What the task asks: Leave out any pictures and transcribe all other data below exactly.

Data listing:
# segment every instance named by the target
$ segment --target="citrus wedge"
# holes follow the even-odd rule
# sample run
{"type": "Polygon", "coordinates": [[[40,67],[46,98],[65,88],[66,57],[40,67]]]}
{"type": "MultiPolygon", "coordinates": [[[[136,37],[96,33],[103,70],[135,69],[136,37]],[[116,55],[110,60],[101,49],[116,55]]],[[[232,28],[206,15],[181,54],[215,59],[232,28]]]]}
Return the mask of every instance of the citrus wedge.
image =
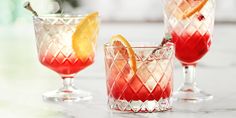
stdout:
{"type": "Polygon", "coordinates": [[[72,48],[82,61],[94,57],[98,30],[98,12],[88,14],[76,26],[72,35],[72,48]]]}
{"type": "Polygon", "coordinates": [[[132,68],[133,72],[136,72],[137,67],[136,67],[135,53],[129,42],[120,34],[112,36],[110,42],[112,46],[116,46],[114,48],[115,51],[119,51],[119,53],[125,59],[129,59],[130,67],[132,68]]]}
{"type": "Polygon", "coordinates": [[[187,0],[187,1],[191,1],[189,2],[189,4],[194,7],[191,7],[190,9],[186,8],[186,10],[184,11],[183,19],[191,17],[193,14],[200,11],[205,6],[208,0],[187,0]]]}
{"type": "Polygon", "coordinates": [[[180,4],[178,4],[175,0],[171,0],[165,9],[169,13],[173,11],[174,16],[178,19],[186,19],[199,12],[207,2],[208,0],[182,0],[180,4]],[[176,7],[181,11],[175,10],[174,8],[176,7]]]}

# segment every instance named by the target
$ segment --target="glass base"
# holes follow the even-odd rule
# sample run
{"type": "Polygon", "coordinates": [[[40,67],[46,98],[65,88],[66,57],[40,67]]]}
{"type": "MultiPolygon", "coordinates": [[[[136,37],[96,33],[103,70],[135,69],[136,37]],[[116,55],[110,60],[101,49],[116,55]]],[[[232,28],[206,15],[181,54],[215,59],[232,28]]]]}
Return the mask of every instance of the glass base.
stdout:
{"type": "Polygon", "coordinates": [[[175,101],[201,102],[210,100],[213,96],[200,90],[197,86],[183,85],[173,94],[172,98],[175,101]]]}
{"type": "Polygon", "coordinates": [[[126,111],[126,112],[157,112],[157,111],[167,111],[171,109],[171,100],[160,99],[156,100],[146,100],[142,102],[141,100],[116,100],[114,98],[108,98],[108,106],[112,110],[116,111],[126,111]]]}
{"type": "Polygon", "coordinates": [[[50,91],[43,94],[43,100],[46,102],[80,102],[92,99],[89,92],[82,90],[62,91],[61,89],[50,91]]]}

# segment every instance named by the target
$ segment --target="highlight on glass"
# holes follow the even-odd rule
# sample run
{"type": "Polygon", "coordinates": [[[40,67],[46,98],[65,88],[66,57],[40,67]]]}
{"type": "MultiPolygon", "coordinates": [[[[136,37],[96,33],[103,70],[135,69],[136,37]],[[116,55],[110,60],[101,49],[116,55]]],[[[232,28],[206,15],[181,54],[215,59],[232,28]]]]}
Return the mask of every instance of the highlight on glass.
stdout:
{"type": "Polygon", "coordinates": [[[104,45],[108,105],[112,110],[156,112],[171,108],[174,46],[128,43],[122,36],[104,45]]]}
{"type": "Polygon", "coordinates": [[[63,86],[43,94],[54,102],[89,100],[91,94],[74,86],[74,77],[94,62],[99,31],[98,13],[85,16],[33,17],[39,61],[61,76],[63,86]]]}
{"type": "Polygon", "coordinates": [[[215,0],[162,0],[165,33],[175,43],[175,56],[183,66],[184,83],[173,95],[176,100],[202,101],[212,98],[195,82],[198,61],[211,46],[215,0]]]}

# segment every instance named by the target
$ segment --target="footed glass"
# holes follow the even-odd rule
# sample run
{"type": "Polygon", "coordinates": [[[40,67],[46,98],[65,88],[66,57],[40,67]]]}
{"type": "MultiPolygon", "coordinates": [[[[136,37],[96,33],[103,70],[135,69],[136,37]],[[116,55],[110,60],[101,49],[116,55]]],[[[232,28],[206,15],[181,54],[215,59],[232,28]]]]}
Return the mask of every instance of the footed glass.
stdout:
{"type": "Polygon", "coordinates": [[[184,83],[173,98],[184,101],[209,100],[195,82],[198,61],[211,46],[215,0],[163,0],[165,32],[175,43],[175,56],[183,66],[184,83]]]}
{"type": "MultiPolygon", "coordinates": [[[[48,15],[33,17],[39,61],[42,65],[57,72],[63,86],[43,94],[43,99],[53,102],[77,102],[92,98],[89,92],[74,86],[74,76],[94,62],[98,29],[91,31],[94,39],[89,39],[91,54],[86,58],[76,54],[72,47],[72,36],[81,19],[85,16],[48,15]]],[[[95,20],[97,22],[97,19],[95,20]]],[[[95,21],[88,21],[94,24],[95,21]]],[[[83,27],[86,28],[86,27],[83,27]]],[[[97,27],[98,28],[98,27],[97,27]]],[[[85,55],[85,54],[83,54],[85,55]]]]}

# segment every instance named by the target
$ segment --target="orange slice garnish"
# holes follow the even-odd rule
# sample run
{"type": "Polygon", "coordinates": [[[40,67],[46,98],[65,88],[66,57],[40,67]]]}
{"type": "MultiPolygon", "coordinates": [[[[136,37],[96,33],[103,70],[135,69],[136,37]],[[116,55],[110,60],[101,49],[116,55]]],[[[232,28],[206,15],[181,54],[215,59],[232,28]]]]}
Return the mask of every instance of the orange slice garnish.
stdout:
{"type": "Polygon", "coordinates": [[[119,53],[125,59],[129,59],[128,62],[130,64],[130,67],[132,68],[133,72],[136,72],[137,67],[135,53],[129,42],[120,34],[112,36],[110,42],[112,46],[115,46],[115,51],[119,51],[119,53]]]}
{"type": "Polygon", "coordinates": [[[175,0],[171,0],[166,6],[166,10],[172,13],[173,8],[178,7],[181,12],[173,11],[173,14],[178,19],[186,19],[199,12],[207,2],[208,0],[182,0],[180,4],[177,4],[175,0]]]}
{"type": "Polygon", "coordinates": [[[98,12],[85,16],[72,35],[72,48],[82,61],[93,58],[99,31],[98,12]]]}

Exercise output:
# segment every instance named by the target
$ segment --target="citrus wedge"
# holes follow the even-odd rule
# sample run
{"type": "Polygon", "coordinates": [[[40,67],[46,98],[65,88],[66,57],[40,67]]]}
{"type": "MultiPolygon", "coordinates": [[[[136,37],[96,33],[103,70],[135,69],[136,37]],[[116,55],[110,60],[101,49],[116,55]]],[[[232,28],[206,15],[181,54],[215,59],[232,28]]]]}
Return the mask of every instance of the citrus wedge.
image =
stdout:
{"type": "Polygon", "coordinates": [[[72,48],[82,61],[94,57],[98,30],[98,12],[88,14],[76,26],[72,35],[72,48]]]}
{"type": "Polygon", "coordinates": [[[132,68],[133,72],[136,72],[137,67],[136,67],[135,53],[129,42],[120,34],[112,36],[110,42],[112,46],[116,46],[114,48],[115,51],[119,51],[119,53],[125,59],[129,59],[130,67],[132,68]]]}
{"type": "Polygon", "coordinates": [[[187,0],[187,1],[191,1],[189,2],[189,4],[194,7],[191,7],[190,9],[186,8],[186,10],[184,11],[183,19],[191,17],[193,14],[200,11],[205,6],[208,0],[187,0]]]}
{"type": "Polygon", "coordinates": [[[180,4],[178,4],[175,0],[171,0],[165,9],[169,13],[173,11],[174,16],[178,19],[186,19],[199,12],[207,2],[208,0],[182,0],[180,4]],[[176,7],[181,11],[175,10],[174,8],[176,7]]]}

# segment every instance named by the target
$ segment --target="glass base"
# holes follow the even-odd rule
# sample run
{"type": "Polygon", "coordinates": [[[40,67],[46,98],[65,88],[66,57],[40,67]]]}
{"type": "MultiPolygon", "coordinates": [[[[136,37],[96,33],[103,70],[135,69],[136,37]],[[116,55],[110,60],[101,49],[116,55]]],[[[232,28],[206,15],[181,54],[215,59],[232,28]]]]}
Return the mask of every instance of the glass base.
stdout:
{"type": "Polygon", "coordinates": [[[175,101],[201,102],[210,100],[213,96],[200,90],[197,86],[183,85],[173,94],[172,98],[175,101]]]}
{"type": "Polygon", "coordinates": [[[126,111],[126,112],[157,112],[157,111],[167,111],[171,109],[171,100],[160,99],[156,100],[146,100],[142,102],[141,100],[116,100],[114,98],[108,98],[108,106],[112,110],[116,111],[126,111]]]}
{"type": "Polygon", "coordinates": [[[50,91],[43,94],[43,100],[46,102],[80,102],[92,99],[89,92],[82,90],[62,91],[61,89],[50,91]]]}

# segment every instance named by the target
$ segment --target="highlight on glass"
# holes follow the even-odd rule
# sample run
{"type": "Polygon", "coordinates": [[[40,67],[46,98],[65,88],[66,57],[40,67]]]}
{"type": "MultiPolygon", "coordinates": [[[[136,37],[96,33],[103,70],[135,69],[136,37]],[[116,55],[110,60],[101,49],[116,55]]],[[[232,28],[206,15],[181,54],[215,59],[232,28]]]]}
Return the mask of every instance of the highlight on glass.
stdout:
{"type": "Polygon", "coordinates": [[[104,45],[108,105],[112,110],[156,112],[171,108],[174,46],[128,43],[122,36],[104,45]]]}
{"type": "Polygon", "coordinates": [[[63,86],[43,94],[54,102],[89,100],[91,94],[74,86],[74,77],[94,62],[99,31],[98,13],[85,16],[33,17],[39,61],[61,76],[63,86]]]}
{"type": "Polygon", "coordinates": [[[215,0],[162,0],[165,33],[175,43],[175,56],[183,66],[184,83],[173,95],[176,100],[202,101],[212,98],[195,82],[198,61],[211,46],[215,0]]]}

# segment every instance named by the target
$ segment --target="footed glass"
# holes follow the even-odd rule
# sample run
{"type": "Polygon", "coordinates": [[[40,67],[46,98],[65,88],[66,57],[40,67]]]}
{"type": "MultiPolygon", "coordinates": [[[[136,37],[96,33],[103,70],[135,69],[136,37]],[[116,55],[110,60],[101,49],[116,55]]],[[[232,28],[206,15],[181,54],[215,59],[232,28]]]]}
Return the mask of every instance of the footed glass.
stdout:
{"type": "Polygon", "coordinates": [[[184,83],[173,98],[184,101],[209,100],[195,82],[198,61],[211,46],[215,0],[163,0],[165,32],[175,43],[175,56],[183,66],[184,83]]]}
{"type": "MultiPolygon", "coordinates": [[[[48,15],[33,17],[39,61],[42,65],[57,72],[63,86],[43,94],[43,99],[53,102],[77,102],[92,98],[89,92],[74,86],[74,76],[94,62],[98,29],[91,31],[94,39],[89,39],[91,54],[86,58],[76,54],[72,47],[72,36],[81,19],[85,16],[48,15]]],[[[95,20],[97,22],[97,19],[95,20]]],[[[95,21],[88,21],[94,24],[95,21]]],[[[83,27],[86,28],[86,27],[83,27]]],[[[97,27],[98,28],[98,27],[97,27]]],[[[85,55],[85,54],[83,54],[85,55]]]]}

# segment every instance named by the target
$ segment --target="orange slice garnish"
# holes follow the even-odd rule
# sample run
{"type": "Polygon", "coordinates": [[[40,67],[46,98],[65,88],[66,57],[40,67]]]}
{"type": "MultiPolygon", "coordinates": [[[[136,37],[96,33],[103,70],[135,69],[136,37]],[[116,55],[110,60],[101,49],[116,55]]],[[[232,28],[206,15],[181,54],[215,59],[232,28]]]]}
Return the mask of every instance of the orange slice garnish.
stdout:
{"type": "Polygon", "coordinates": [[[119,53],[125,59],[129,59],[128,62],[130,64],[130,67],[132,68],[133,72],[136,72],[137,67],[135,53],[129,42],[120,34],[112,36],[110,42],[112,46],[115,46],[115,51],[119,51],[119,53]]]}
{"type": "Polygon", "coordinates": [[[175,0],[171,0],[166,6],[166,10],[172,13],[173,8],[178,7],[181,12],[173,11],[173,14],[178,19],[186,19],[199,12],[207,2],[208,0],[182,0],[180,4],[177,4],[175,0]]]}
{"type": "Polygon", "coordinates": [[[98,12],[85,16],[72,35],[72,48],[82,61],[93,58],[99,31],[98,12]]]}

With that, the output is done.